Stated problem: Restate the material word for word and leave out anything that is a picture.

--- start of Material ---

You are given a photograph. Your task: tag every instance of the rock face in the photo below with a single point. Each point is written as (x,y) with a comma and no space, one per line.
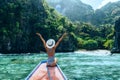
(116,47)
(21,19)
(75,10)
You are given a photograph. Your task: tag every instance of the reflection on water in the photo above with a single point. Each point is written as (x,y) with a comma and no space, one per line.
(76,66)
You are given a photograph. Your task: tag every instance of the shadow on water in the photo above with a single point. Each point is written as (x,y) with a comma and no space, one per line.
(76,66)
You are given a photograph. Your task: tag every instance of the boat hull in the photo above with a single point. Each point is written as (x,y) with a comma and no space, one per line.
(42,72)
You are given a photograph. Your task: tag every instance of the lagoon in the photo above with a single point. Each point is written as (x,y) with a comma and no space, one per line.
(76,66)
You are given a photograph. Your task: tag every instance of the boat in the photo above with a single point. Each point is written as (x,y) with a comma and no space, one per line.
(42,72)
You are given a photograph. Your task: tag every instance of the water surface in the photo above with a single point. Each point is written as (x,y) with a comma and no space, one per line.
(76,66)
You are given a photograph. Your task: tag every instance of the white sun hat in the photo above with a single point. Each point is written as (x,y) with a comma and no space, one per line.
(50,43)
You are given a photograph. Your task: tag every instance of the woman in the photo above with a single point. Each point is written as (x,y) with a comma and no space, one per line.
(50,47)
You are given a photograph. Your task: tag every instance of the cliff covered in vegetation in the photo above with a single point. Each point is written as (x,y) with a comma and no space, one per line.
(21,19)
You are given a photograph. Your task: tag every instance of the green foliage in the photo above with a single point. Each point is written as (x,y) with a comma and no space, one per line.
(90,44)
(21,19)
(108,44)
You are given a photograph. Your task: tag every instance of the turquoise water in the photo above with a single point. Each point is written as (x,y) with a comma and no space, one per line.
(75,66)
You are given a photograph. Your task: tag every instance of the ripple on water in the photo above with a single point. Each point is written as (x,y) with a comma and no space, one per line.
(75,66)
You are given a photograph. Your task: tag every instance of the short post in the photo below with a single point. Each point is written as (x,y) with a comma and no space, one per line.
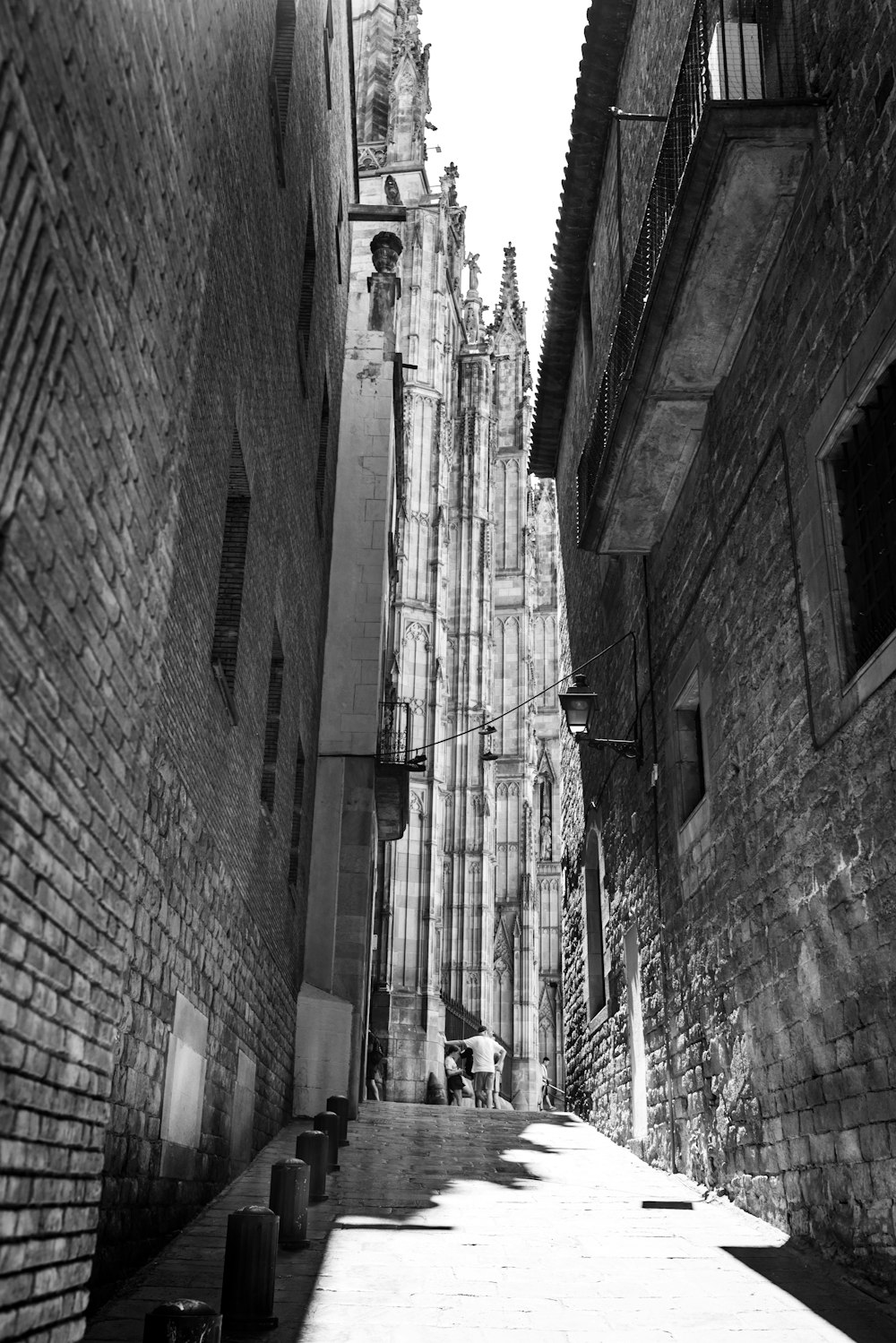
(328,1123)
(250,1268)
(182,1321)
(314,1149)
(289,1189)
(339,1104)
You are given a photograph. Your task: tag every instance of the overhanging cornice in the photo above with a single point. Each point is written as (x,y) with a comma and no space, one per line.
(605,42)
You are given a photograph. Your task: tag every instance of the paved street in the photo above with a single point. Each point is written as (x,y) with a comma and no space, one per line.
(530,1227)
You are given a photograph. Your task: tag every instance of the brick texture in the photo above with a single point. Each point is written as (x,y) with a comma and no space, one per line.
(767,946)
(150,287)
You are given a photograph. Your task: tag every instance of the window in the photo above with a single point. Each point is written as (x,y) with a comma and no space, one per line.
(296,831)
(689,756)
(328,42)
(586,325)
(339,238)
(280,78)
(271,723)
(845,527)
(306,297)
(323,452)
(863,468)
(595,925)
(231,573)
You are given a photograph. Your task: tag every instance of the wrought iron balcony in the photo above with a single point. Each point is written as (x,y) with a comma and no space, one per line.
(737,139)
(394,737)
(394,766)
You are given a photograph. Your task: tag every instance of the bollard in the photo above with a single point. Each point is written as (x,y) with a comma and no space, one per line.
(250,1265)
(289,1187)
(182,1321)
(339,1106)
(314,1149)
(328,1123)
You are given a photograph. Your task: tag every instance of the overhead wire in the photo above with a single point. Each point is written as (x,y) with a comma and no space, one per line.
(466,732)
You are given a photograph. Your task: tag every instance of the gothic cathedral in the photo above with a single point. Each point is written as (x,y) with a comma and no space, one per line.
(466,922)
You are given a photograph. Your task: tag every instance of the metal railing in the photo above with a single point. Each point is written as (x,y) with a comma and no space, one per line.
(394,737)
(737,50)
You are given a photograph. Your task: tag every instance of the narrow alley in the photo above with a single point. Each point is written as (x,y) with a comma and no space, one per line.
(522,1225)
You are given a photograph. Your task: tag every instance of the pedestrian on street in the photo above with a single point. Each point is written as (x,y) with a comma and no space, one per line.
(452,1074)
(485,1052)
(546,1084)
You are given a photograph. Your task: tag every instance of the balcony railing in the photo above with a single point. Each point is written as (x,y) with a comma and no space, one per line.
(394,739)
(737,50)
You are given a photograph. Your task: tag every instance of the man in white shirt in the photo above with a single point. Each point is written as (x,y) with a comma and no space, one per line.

--- end of Material ---

Written answer:
You are given a photograph. Your task: tag every instance of the rock face in the photo below with a single point. Each point is written as (x,y) with a comma and no space, one per line.
(116,47)
(21,19)
(75,10)
You are given a photograph. Your task: tag every instance of the reflection on water in the photo above with a single point. Each point is written as (x,y) with a comma and no space, one per line.
(76,66)
You are given a photograph. Your task: tag every instance of the shadow on water in the photo above with a single point. Each point is written as (x,y) with a comma and no space, one per line.
(76,66)
You are given a photograph. Your task: tag every instance of the boat hull in the photo above with a single point. Each point is written as (x,y) with a comma and no space, one per line.
(42,72)
You are given a photograph. Your task: tag every instance of the lagoon in the photo above with a single point. Each point is written as (x,y) with a comma and no space, one per line.
(76,66)
You are given a photograph. Your task: tag every instance of the boat in the photo above with a single point. Each point is written as (x,y) with a comma and no space, one per line.
(42,72)
You are given a photograph. Your task: tag every instance of the water surface in the photo above with a single point. Each point is written as (x,y) with a comma and no space, one per line.
(76,66)
You are given a photograph. Your task: tag every instance of the white sun hat in the photo above with a single point. Each point is written as (x,y) with a comma and no space, one per line.
(50,43)
You are given a photograph. Your task: tag every instance of the woman in the photo above with a single point. Each point is written as (x,y) with a comma and no space, one per line.
(50,47)
You are given a photograph. Your task: tag every instance of the cliff covered in vegetation in the photo above with a single point. Each point is written as (x,y) with a comma and no space, one per line.
(21,19)
You are given a photograph. Your task: tag every instance of the green foliage in the photo above with a single point. Each point is written as (x,y) with a comma and no space, one per line.
(90,44)
(21,19)
(108,44)
You are given a photograph. Your task: tag every instance of the turquoise water in the photo above with a single point. Each point is written as (x,y) with a comma and no space, one per line.
(75,66)
You are given a photograph. Your task: tag every instance of the ripple on water in the photo above with a single point. Each point is written as (x,y) with a comma and no space, one per line.
(75,66)
You are given a photograph. Your task: tag every instance of the short post in the photo below with a single point. Each point is written as (x,y) with a comma and no space, one per line.
(328,1123)
(250,1268)
(182,1321)
(314,1149)
(289,1189)
(339,1104)
You are given a photograph. Your task: tag every instance of the overhanging cornice in the photo above with a single point. Each point is written as (x,y) with a comma and no space, one per line.
(605,42)
You are given a photograph. Your task: tag every instance of the paved street in the photo above with a single point. Each point is written as (x,y) with a comma and no space, one per line.
(530,1227)
You are given a photograph. Your task: tag every instance of the brick texture in the photo above with a single point. Each point is written as (x,y) with a comma and no space, one per line.
(767,946)
(150,287)
You are given a photograph. Your task: tag every instance of the window in the photo above with a single point. Each point is written as (x,y) with a comma and no space, one per line.
(296,831)
(689,756)
(328,42)
(586,325)
(339,238)
(280,78)
(271,723)
(845,527)
(306,297)
(323,452)
(863,468)
(595,925)
(231,573)
You are given a photograph. Your task: tag every instance of the wrought iron balcony in the photo above with a single point. Each point is written as (x,y) with a comma and no space, one per line.
(737,139)
(394,737)
(394,766)
You are given a photograph. Your task: tag every instance of the bollard in the photo above with a single point. Each point is written as (x,y) with a comma and no space, one per line.
(250,1265)
(289,1187)
(182,1321)
(339,1106)
(314,1149)
(328,1123)
You are given a photograph. Your task: tag every instance of the overhead wire in the photo above with a single point. Each point is written as (x,y) with a comma and no space, one per line.
(466,732)
You are given a photograph. Your task: tag every instance of the gothic cathedral in the photo above with a single point. Each point is written as (x,y) with a comma and no space, one per line.
(466,922)
You are given a photograph. Your task: tag every instance of the metal railing in the photo above with a single point. Each point is written as (x,y) with a comma and no space, one per line.
(394,737)
(737,50)
You are given a photograph. Your task: tag every instance of the narrow alley in the photo above with a single point. Each point is written as (x,y) with a comma and no space, one per line.
(522,1225)
You are given a photograph. Your task: tag every instance of the pedestrian on street in the photo above with a single point. Each point is written as (x,y) with a comma and no space, one per line.
(452,1074)
(485,1052)
(546,1084)
You are given a photograph. Your task: tag every instance of the balcony railing in the photo above with a single point. Each point is written as (x,y) with a comma and no space, one per line.
(394,739)
(737,50)
You are given a photograph. Your task: tag every instance of the man in white shirt in the photo above with a single point. Each point is written as (x,y) with a comma and no space, one per line.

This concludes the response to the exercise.